● **AUSGEWÄHLTER TEXT**
---
Mit viel Geduld und Eigeninitiative wurde Susanne Stangl Geigenbauerin. Warum es nicht leicht ist von dem Handwerk zu leben, erzählt sie in der AZ-Serie zu „Seltenen Berufen“.
Von Denise Kopyciok
Geigenbauerin Susanne Stangl in ihrer Werkstatt in Ingelheim.
(Foto: Thomas Schmidt)
Jetzt teilen:
Jetzt teilen:
INGELHEIM - Geduldig sitzt Susanne Stangl in ihrer Werkstatt. Hohe Decken, weiße Vorhänge vor den Altbaufenstern, antike Möbel in Altrosa zieren den großen Raum, in dem sie ihre Kunden berät. Hinter einer weißen Doppelflügeltür geht es zu ihrer Werkbank: Ordentlich aufgereiht hängen hier Geigen an der Wand. Ein sanfter Duft nach warmem Leim liegt in der Luft. Susanne Stangl ist Geigenbauerin, kümmert sich um Geigen, Bratschen, Kontrabässe und Celli. Gerade arbeitet sie am Bau einer Gitarre. Vorsichtig gleiten ihre Finger über das Holz und die feinen Skizzen auf dem Korpus – eine Flamenco-Gitarre soll hier entstehen. Doch die Gitarre baut sie in ihrer Freizeit.
---
● **DATENSATZ**
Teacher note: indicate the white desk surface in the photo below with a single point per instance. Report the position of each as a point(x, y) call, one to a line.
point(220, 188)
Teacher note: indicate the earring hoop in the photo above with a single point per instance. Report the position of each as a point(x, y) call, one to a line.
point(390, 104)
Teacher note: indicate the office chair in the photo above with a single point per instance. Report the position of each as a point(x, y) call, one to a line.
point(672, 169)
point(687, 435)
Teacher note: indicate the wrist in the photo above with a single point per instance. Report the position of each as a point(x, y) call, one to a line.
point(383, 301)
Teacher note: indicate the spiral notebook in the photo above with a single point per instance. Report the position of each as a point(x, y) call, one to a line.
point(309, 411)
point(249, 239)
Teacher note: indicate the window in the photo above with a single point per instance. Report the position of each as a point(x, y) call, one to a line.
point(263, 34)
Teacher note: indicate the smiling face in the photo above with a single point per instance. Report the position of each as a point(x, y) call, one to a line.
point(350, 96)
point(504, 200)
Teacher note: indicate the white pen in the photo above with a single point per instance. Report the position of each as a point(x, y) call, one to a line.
---
● **ARBEITSAUFTRAG 1**
Beantworten Sie anhand des Textes über die Geigenbauerin folgende Fragen:
(a) In welchem Ort befindet sich die Werkstatt von Susanne Stangl?
(b) Wer hat den Text verfasst?
(c) Welche Art von Gitarre soll an der Werkbank entstehen?
● **ARBEITSAUFTRAG 2**
Ändern Sie einen Abschnitt des Textes über die Geigenbauerin: Setzen Sie bei den Wörtern „Mit viel Geduld“ ein, hören Sie nach „(Foto: Thomas Schmidt)“ auf, und ersetzen Sie darin „Geigenbauerin“ durch „Instrumentenbauerin“.
Die Einträge haben mit dem Text nichts zu tun.

● **ANTWORT 1**
(a) In Ingelheim.
(b) Denise Kopyciok.
(c) Eine Flamenco-Gitarre.

● **ANTWORT 2**
Mit viel Geduld und Eigeninitiative wurde Susanne Stangl Instrumentenbauerin. Warum es nicht leicht ist von dem Handwerk zu leben, erzählt sie in der AZ-Serie zu „Seltenen Berufen“.
Von Denise Kopyciok
Instrumentenbauerin Susanne Stangl in ihrer Werkstatt in Ingelheim.
(Foto: Thomas Schmidt)